▸ DATASET ENTRIES
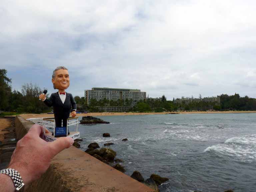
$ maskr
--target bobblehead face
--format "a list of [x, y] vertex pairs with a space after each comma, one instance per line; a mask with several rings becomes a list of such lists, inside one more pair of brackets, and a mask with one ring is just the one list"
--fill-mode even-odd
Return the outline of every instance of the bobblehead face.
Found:
[[64, 91], [69, 86], [69, 75], [65, 69], [59, 69], [55, 72], [55, 77], [52, 82], [55, 88], [61, 92]]

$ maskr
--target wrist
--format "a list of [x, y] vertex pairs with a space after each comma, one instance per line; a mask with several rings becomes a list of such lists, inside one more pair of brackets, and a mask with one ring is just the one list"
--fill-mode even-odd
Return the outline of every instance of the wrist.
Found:
[[15, 191], [13, 182], [10, 176], [5, 174], [0, 174], [0, 191]]
[[18, 164], [15, 163], [10, 164], [7, 168], [14, 169], [18, 171], [22, 178], [23, 182], [25, 185], [26, 185], [30, 182], [32, 178], [29, 178], [29, 176], [31, 175], [29, 173], [30, 169], [28, 167], [26, 167], [26, 166], [23, 165], [22, 163], [19, 163]]

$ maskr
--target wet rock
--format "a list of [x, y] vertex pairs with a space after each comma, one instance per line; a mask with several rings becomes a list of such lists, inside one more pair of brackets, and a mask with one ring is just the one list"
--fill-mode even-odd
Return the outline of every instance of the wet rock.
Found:
[[132, 175], [131, 176], [131, 177], [140, 182], [144, 181], [144, 178], [140, 173], [137, 171], [133, 172]]
[[122, 163], [124, 161], [120, 159], [115, 159], [115, 162], [116, 163]]
[[157, 187], [157, 186], [156, 185], [156, 182], [152, 179], [149, 178], [142, 183], [156, 191], [159, 192], [159, 189]]
[[97, 148], [99, 148], [100, 146], [99, 146], [99, 144], [96, 142], [90, 143], [90, 145], [88, 145], [88, 148], [93, 148], [93, 149], [96, 149]]
[[83, 117], [82, 120], [80, 121], [80, 124], [96, 124], [97, 123], [109, 124], [110, 123], [107, 121], [104, 121], [99, 118], [91, 116]]
[[110, 136], [110, 134], [108, 133], [105, 133], [103, 134], [103, 137], [109, 137]]
[[122, 172], [123, 173], [125, 172], [125, 169], [124, 169], [124, 167], [123, 167], [123, 166], [120, 164], [117, 164], [113, 167], [115, 168], [116, 169], [118, 170], [119, 171]]
[[97, 155], [98, 155], [100, 156], [101, 156], [101, 155], [100, 155], [100, 150], [99, 150], [98, 149], [94, 149], [92, 151], [88, 151], [88, 152], [87, 152], [87, 153], [88, 153], [88, 154], [89, 154], [89, 155], [90, 155], [92, 156], [93, 156], [93, 155], [94, 155], [95, 154]]
[[163, 183], [167, 181], [169, 179], [166, 177], [162, 177], [156, 174], [152, 174], [150, 176], [150, 178], [153, 179], [157, 185], [160, 185]]
[[74, 141], [74, 143], [73, 143], [73, 146], [74, 146], [77, 148], [80, 148], [80, 144], [79, 144], [79, 143], [77, 142], [77, 141]]
[[108, 161], [113, 162], [116, 155], [116, 152], [108, 148], [102, 148], [99, 151], [99, 155]]
[[83, 139], [75, 139], [74, 141], [78, 142], [78, 141], [83, 141]]
[[94, 154], [92, 156], [94, 157], [95, 157], [96, 158], [96, 159], [99, 159], [99, 160], [103, 162], [104, 161], [104, 159], [103, 159], [102, 157], [101, 157], [98, 155], [97, 155], [97, 154]]
[[104, 146], [110, 146], [112, 145], [114, 145], [114, 144], [113, 143], [105, 143], [104, 144]]
[[88, 153], [88, 152], [89, 152], [90, 151], [93, 151], [93, 150], [94, 150], [94, 149], [93, 149], [93, 148], [89, 148], [86, 149], [86, 151], [85, 151], [85, 152], [86, 152], [86, 153]]

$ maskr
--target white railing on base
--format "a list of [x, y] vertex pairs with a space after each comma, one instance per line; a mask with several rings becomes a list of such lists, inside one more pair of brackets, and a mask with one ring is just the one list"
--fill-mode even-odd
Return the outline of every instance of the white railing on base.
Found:
[[[73, 120], [70, 121], [70, 120]], [[78, 132], [78, 117], [71, 117], [69, 118], [67, 120], [67, 134], [68, 134], [68, 127], [71, 125], [76, 125], [76, 132]], [[74, 123], [72, 123], [74, 122]], [[72, 123], [70, 124], [70, 123]], [[53, 136], [55, 137], [55, 120], [54, 118], [43, 118], [43, 126], [44, 127], [43, 131], [44, 133], [45, 134], [45, 128], [50, 127], [53, 129]]]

▸ WRITTEN TASK
Copy the whole listing above line for line, without changing anything, and leave the pictures out.

▸ EXPECTED ANSWER
$ maskr
--target bobblehead face
--format "a list of [x, y] vertex pairs with a space after each comma, one instance per line; a mask with several rings becomes a list of such lists, inside one more pair of brackets, and a mask with one ring is just the one list"
--fill-mode even-odd
Return the outline of every instance of the bobblehead face.
Found:
[[64, 91], [69, 86], [69, 75], [65, 69], [59, 69], [55, 72], [55, 77], [52, 82], [55, 88], [61, 92]]

$ maskr
--target wrist
--format "a list of [x, y] vertex pairs with a space after each comma, one instance per line; a mask with several rings becomes a list of such lists, inside one more pair of brackets, and a mask with one ring is just the one list"
--fill-mode even-odd
Return the outline of every instance of the wrist.
Found:
[[15, 191], [13, 182], [10, 176], [5, 174], [0, 174], [0, 191]]
[[18, 164], [15, 163], [10, 164], [7, 168], [14, 169], [18, 171], [22, 178], [23, 182], [25, 185], [26, 185], [30, 182], [32, 178], [29, 178], [29, 176], [31, 175], [29, 173], [30, 169], [28, 167], [26, 167], [26, 166], [23, 165], [22, 163], [19, 163]]

$ maskr
--target wet rock
--format "a list of [x, y] vertex pairs with a space after each comma, one instance per line; a mask with several rings becomes a list of such lists, inside one more pair of brackets, and a mask with one ring is just the one list"
--fill-mode even-odd
Return the outline of every instance of the wet rock.
Found:
[[132, 175], [131, 176], [131, 177], [140, 182], [144, 181], [144, 178], [140, 173], [137, 171], [133, 172]]
[[122, 163], [124, 161], [120, 159], [115, 159], [115, 162], [116, 163]]
[[157, 187], [157, 186], [156, 185], [156, 182], [152, 179], [149, 178], [142, 183], [156, 191], [159, 192], [159, 189]]
[[97, 148], [99, 148], [100, 146], [99, 146], [99, 144], [96, 142], [90, 143], [90, 145], [88, 145], [88, 148], [93, 148], [93, 149], [96, 149]]
[[83, 117], [82, 120], [80, 121], [80, 124], [96, 124], [97, 123], [109, 124], [110, 123], [107, 121], [104, 121], [99, 118], [91, 116]]
[[110, 136], [110, 134], [108, 133], [105, 133], [103, 134], [103, 137], [109, 137]]
[[122, 172], [123, 173], [125, 172], [125, 169], [124, 169], [124, 167], [123, 167], [123, 166], [120, 164], [117, 164], [113, 167], [115, 168], [116, 169], [118, 170], [119, 171]]
[[97, 155], [98, 155], [100, 156], [101, 156], [101, 155], [100, 155], [100, 150], [99, 150], [98, 149], [94, 149], [92, 151], [88, 151], [88, 152], [87, 152], [87, 153], [88, 153], [88, 154], [89, 154], [89, 155], [90, 155], [92, 156], [93, 156], [93, 155], [94, 155], [95, 154]]
[[163, 183], [167, 181], [169, 179], [166, 177], [162, 177], [156, 174], [152, 174], [150, 176], [150, 178], [153, 179], [157, 185], [160, 185]]
[[74, 141], [74, 143], [73, 143], [73, 146], [74, 146], [77, 148], [80, 148], [80, 144], [79, 144], [79, 143], [77, 142], [77, 141]]
[[108, 161], [113, 162], [116, 155], [116, 152], [108, 148], [102, 148], [99, 151], [99, 155]]
[[83, 139], [75, 139], [74, 141], [78, 142], [78, 141], [83, 141]]
[[94, 154], [92, 156], [94, 157], [95, 157], [96, 158], [96, 159], [99, 159], [99, 160], [103, 162], [104, 161], [104, 159], [103, 159], [102, 157], [101, 157], [98, 155], [97, 155], [97, 154]]
[[104, 146], [110, 146], [112, 145], [114, 145], [114, 144], [113, 143], [105, 143], [104, 144]]
[[88, 153], [88, 152], [89, 152], [90, 151], [93, 151], [93, 150], [94, 150], [94, 149], [93, 149], [93, 148], [89, 148], [86, 149], [86, 151], [85, 151], [85, 152], [86, 152], [86, 153]]

$ maskr
--target white railing on base
--format "a list of [x, y] vertex pairs with a space after each comma, one instance per line; a mask with several rings becomes a list of such lists, inside one more pair of brackets, and a mask with one ring is just the one list"
--fill-mode even-odd
Return the outline of every instance of the white railing on base.
Found:
[[[73, 120], [70, 121], [70, 120]], [[78, 132], [78, 117], [71, 117], [69, 118], [67, 120], [67, 134], [68, 134], [68, 127], [71, 125], [76, 125], [76, 132]], [[74, 123], [72, 123], [74, 122]], [[72, 123], [70, 124], [70, 123]], [[53, 136], [55, 137], [55, 120], [54, 118], [43, 118], [43, 126], [44, 127], [43, 131], [44, 133], [45, 134], [45, 128], [50, 127], [53, 129]]]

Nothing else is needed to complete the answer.